Page excerpt:

**********

The World Is Burning Through Its Oil Safety Net
Global oil inventories have fallen at a record pace during the Iran war
An underappreciated surplus of crude oil, sloshing around storage tanks and aboard ships, cushioned the global economy when the Persian Gulf closed 2½ months ago.
That excess supply is now dwindling at a record pace, with oil executives and analysts predicting that a harsh reckoning is set to upend the relative calm in energy markets. Acute shortages of key fuels and soaring prices could emerge within weeks if the Strait of Hormuz remains shut.
The drawdown in private storage and government strategic reserves along with a fall in demand due to the higher prices, has bought time and prevented oil prices from exploding. But it has left little margin for error in the months ahead.
“You can only decrease consumption so much, and when inventories run out, they are going to run out,” said Ellen Wald, senior fellow at the Atlantic Council’s Global Energy Center. “At some point the market is going to collide and prices are going to shoot up.”
Global oil inventories—which include onshore tanks and oil floating on tankers at sea, and are a measure of the slack in energy markets—have fallen at a record pace since the start of the war. They plunged by 250 million barrels over March and April, according to the International Energy Agency, a Paris-based club of energy consuming nations. That is equal to around 2½ days of global oil use.
The runway to avoid reaching critical levels—known as tank bottoms in industry parlance—is vanishing rapidly.
In a report titled “The illusion of plenty,” JPMorgan Chase estimated that if the strait remains blocked, stockpiles in a group of wealthy nations could plunge to “operational stress levels” early next month and to system-straining “operational floor level” by September. The bank said it doesn’t expect inventories to actually reach those levels because history suggests demand would be curtailed first.

**********

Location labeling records
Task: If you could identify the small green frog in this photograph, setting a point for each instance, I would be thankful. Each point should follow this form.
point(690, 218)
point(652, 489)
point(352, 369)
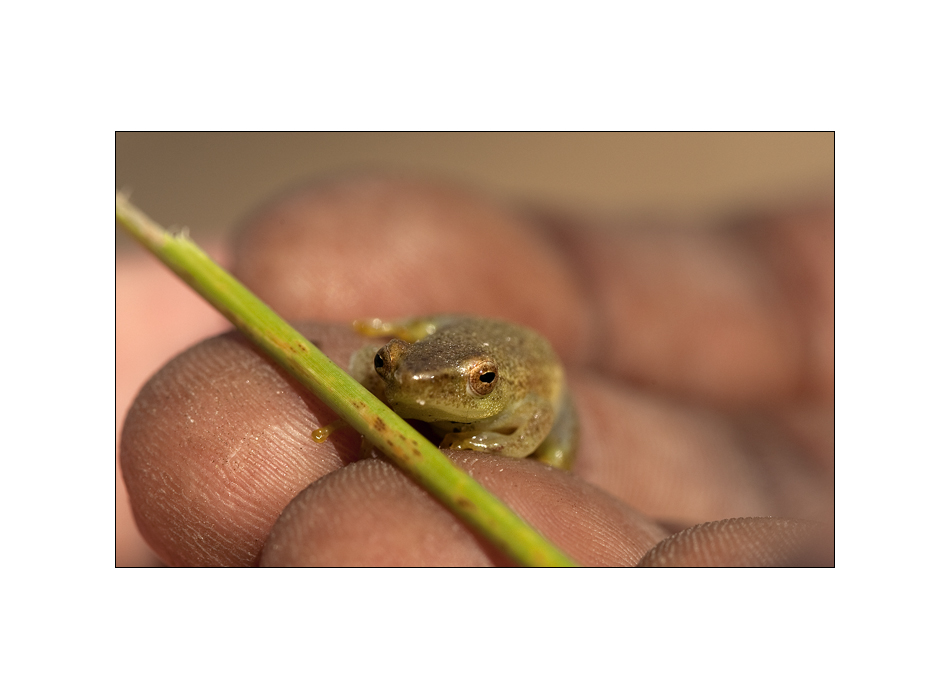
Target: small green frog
point(481, 384)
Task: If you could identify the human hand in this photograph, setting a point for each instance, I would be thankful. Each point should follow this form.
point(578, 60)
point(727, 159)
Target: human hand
point(701, 362)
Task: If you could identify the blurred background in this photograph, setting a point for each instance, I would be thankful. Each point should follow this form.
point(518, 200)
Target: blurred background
point(208, 181)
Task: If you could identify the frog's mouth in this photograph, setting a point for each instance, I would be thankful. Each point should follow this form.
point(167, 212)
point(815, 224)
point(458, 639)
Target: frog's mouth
point(425, 410)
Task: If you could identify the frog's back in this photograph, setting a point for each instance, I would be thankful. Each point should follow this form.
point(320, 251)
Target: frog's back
point(525, 358)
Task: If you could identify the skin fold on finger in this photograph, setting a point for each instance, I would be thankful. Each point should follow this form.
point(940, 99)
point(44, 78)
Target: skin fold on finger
point(738, 314)
point(682, 463)
point(156, 316)
point(370, 514)
point(391, 248)
point(746, 542)
point(735, 315)
point(218, 443)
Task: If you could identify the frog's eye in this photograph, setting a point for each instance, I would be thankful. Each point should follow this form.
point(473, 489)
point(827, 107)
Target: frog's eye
point(388, 356)
point(482, 378)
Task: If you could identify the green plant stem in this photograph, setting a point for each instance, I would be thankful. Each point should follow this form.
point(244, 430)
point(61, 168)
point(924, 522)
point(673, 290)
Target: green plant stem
point(411, 452)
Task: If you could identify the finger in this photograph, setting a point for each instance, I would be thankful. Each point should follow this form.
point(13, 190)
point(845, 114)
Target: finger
point(156, 316)
point(389, 248)
point(218, 443)
point(370, 514)
point(735, 315)
point(746, 542)
point(738, 315)
point(686, 464)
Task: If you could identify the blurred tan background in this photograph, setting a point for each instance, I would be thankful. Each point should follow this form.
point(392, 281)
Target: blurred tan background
point(208, 181)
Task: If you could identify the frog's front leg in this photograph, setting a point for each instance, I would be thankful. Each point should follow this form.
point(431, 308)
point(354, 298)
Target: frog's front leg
point(560, 446)
point(515, 433)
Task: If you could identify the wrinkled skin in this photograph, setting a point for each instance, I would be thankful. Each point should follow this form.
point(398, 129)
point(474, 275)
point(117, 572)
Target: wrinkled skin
point(701, 362)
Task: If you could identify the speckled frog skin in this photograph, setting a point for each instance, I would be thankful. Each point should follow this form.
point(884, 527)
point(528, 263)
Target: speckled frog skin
point(481, 384)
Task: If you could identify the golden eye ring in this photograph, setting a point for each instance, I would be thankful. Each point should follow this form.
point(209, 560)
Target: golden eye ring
point(482, 378)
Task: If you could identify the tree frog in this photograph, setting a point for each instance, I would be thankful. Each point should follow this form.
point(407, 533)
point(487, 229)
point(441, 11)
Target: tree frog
point(480, 384)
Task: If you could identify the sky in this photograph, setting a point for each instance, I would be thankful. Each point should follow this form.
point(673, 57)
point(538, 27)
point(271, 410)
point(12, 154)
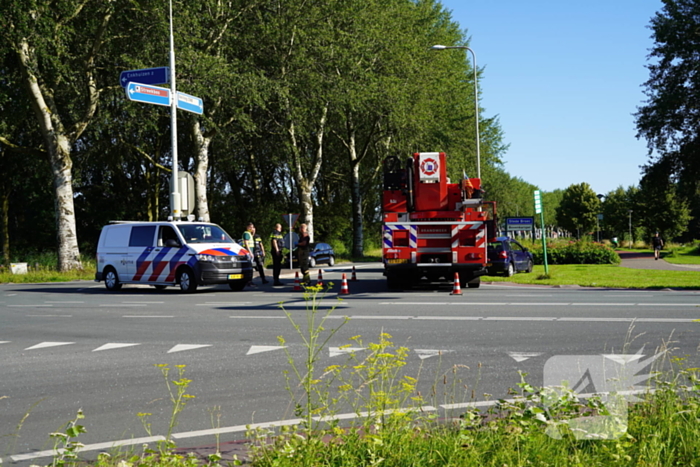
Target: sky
point(564, 78)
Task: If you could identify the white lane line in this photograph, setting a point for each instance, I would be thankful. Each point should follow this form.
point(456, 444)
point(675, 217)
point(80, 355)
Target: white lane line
point(148, 316)
point(50, 316)
point(143, 303)
point(496, 318)
point(184, 347)
point(45, 345)
point(111, 346)
point(258, 317)
point(224, 304)
point(62, 303)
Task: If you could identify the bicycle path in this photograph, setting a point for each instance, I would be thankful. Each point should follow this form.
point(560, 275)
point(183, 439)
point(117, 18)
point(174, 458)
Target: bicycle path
point(641, 260)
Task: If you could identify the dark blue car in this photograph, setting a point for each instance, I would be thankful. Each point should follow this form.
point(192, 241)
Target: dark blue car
point(507, 256)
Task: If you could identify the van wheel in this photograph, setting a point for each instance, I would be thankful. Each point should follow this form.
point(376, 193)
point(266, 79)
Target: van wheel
point(112, 280)
point(187, 281)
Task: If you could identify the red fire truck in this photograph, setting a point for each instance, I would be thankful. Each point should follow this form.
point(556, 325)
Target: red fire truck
point(433, 228)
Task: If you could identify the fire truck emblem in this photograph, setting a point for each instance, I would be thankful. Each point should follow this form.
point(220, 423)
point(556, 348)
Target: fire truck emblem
point(429, 167)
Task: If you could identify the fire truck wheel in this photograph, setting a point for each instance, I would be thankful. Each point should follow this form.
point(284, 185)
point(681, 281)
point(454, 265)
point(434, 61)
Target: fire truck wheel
point(509, 270)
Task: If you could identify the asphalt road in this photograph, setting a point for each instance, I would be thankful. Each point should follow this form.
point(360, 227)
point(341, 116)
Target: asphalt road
point(74, 345)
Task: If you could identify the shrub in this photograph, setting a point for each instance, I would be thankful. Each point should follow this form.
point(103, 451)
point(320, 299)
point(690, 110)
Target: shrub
point(580, 252)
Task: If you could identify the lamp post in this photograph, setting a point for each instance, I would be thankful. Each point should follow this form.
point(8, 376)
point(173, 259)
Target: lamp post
point(598, 217)
point(476, 100)
point(630, 214)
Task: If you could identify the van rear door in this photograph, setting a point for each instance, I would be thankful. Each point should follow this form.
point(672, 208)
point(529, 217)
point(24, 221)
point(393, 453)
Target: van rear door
point(141, 246)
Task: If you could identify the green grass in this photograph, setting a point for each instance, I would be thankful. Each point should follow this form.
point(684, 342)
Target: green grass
point(688, 254)
point(605, 275)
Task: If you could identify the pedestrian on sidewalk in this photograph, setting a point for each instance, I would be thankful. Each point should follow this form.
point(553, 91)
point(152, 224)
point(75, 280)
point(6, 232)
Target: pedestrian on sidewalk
point(254, 245)
point(658, 243)
point(276, 252)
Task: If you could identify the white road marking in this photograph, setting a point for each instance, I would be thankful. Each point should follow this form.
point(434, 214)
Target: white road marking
point(45, 345)
point(111, 346)
point(264, 348)
point(259, 317)
point(50, 316)
point(62, 303)
point(148, 316)
point(427, 353)
point(335, 351)
point(522, 356)
point(224, 304)
point(183, 347)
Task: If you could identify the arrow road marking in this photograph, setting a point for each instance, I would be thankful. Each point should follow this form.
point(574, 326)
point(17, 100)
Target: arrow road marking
point(183, 347)
point(264, 348)
point(335, 351)
point(44, 345)
point(113, 346)
point(522, 356)
point(427, 353)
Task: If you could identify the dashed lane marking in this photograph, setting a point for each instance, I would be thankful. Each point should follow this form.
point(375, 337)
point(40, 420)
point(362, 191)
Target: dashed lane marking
point(427, 353)
point(115, 345)
point(264, 348)
point(183, 347)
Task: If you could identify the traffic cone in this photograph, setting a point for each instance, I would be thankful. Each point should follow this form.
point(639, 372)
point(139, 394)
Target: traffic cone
point(456, 289)
point(344, 286)
point(297, 285)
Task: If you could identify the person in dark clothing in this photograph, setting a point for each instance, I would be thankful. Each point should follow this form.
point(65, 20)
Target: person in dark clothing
point(276, 252)
point(254, 245)
point(303, 253)
point(658, 244)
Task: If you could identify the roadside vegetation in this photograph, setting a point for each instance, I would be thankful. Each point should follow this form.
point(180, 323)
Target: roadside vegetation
point(369, 411)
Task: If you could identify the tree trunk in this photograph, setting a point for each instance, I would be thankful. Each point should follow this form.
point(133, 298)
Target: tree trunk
point(58, 147)
point(5, 227)
point(200, 172)
point(305, 183)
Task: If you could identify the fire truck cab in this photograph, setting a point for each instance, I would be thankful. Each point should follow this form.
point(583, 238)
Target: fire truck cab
point(432, 228)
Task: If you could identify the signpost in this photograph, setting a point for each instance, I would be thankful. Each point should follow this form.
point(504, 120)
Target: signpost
point(149, 94)
point(190, 103)
point(138, 86)
point(160, 75)
point(538, 210)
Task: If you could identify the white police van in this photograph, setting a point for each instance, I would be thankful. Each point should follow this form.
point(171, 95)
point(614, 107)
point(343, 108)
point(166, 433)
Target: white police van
point(167, 253)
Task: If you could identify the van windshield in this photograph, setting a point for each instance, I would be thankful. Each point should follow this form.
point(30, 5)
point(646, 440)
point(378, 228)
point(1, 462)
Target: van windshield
point(204, 233)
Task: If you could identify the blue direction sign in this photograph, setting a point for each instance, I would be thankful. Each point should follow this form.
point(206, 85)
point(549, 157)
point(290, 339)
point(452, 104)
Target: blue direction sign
point(190, 103)
point(149, 94)
point(160, 75)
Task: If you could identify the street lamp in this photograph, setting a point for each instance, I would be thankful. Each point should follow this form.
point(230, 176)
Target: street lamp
point(476, 100)
point(630, 214)
point(598, 217)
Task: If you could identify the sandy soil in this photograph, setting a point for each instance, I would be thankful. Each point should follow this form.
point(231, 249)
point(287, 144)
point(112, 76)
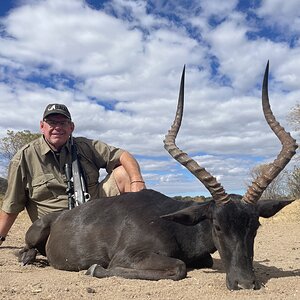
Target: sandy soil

**********

Set task: Which geographic places are named in the oil inventories article? List every one.

Written response: Iran, the Persian Gulf, the Strait of Hormuz, Paris